Problems to work on =
1) Answer these questions from the text on Chinese veterinary medicine and acupuncture, marking each answer with its letter:
(a) What does the text say Qi is?
(b) What are the channels through which Qi flows called?
(c) Which neurotransmitters does the text name as being released when acupoints are stimulated?
2) Write the next part of the text on Chinese veterinary medicine and acupuncture, picking up after its final line.

Excerpt =
Traditional Chinese Veterinary Medicine and Acupuncture 

What is TCVM? 

Traditional Chinese Veterinary Medicine has been practiced for thousands of years.  It recognizes that the health of the body depends on keeping the body's flow of Qi (pronounced "chee") in proper balance.  

Qi is the body's energy or life force.  It flows through channels in the body, called meridians.  There is a normal cycle to the flow of Qi that maintains the body in a healthy state.  If there is an imbalance or blockage to the flow of Qi, the result is a disease state or pain.

What is Acupuncture?

Acupuncture is a method used by TCVM to influence the flow of Qi.  According to Eastern Medicine, by stimulating the acupoints along the meridians, one can rebalance the flow of chi, and return the body to a healthy state.

Other methods used in TCVM include Chinese Herbal Medicine, Food Therapy, and Tui-na (a Chinese method of medical manipulation, similar to massage and chiropractic medicine).

How Does Acupuncture Work?

In Western Medicine, we find that acupoints are located in areas where there is a high density of nerve endings, blood vessels, lymphatics and mast cells.  Stimulating these areas has been proven to alter blood flow and the release of neurotransmitters, such as endorphins and serotonin.  Thus, acupuncture can influence the circulatory system, nervous system, endocrine system and immune system.  Scientific studies support the use of acupuncture for pain relief, and as more studies are conducted, the mechanism of this ancient therapy will be better understood.

How are Acupoints Stimulated?

Given information =
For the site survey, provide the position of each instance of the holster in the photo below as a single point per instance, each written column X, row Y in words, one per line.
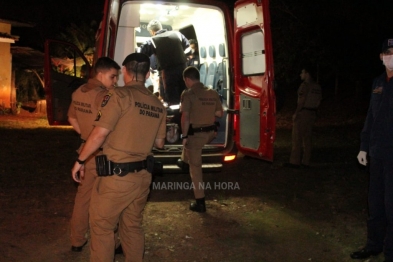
column 190, row 130
column 106, row 167
column 103, row 166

Answers for each item =
1)
(a) Qi is the body's energy or life force.
(b) They are called meridians.
(c) Endorphins and serotonin.

2)
Acupuncture needles are very thin, sterile, stainless-steel needles that are disposed of after each use.  They are solid, not hollow like hypodermic needles.  Insertion of a needle into an acupoint is called dry needling.  Other methods of stimulation inculde: moxabustion - burning incense over the needle to warm the acupoint, aquapuncture - injecting a small amount of fluid into the acupoint, electroacupuncture - sending small pulses of electricity into the needles,
laser - using high intesity laser to penetrate the tissue and stimulate the acupoint without needles.  

Is Acupuncture Painful?

Insertion of needles in the acupuncture points is vitually painless.  Sometimes the local muscles may quiver when the needle is inserted.  Patients may feel nothing at all, to a slight tingle or a feeling of heaviness while the needles are in place.  Infact, most animals become very relaxed during treatments and may even fall asleep.  However, some sensation may still be felt, and if an animal seems uncomfortable, the needles can be removed or repositioned.  For very animals that resist needles, laser acupuncture can be extremely benificial. 

When to Expect Results

After treatments, some animals may be tired or sleepy, and in some cases, their condition may even seem to worsen for 1-2 days.  However, these effects indicate that the body is going through a physiologic change, and is most often followed by overall improvement in the condition.

Treatments generally last 20-60 minutes.  The number of treatments depends on what condition your animal is being treated for, how severe it is, and how long it has been affecting them.  An acute condition may be cleared up with a single treatment, whereas a chronic condition may take 3 to 10 treatments, to start seeing positive results.  Some conditions may require regular treatments, but the number of treatments will be tapered to effect.

Is Acupuncture Safe?

Acupuncture is a very safe medical prodedure when administered by a qualified professional.  Very few side effects have been found in clinical cases.  Acupuncture is a method of helping the body heal itself.

Who is Qualified to Perform Veterinary Acupuncture?

Only licensed veterinarians are eligible to practice acupuncture in most states, including Pennsylvania.  It is highly recommended that the veterinarian complete an intensive training program and receive certification prior to treating your pet.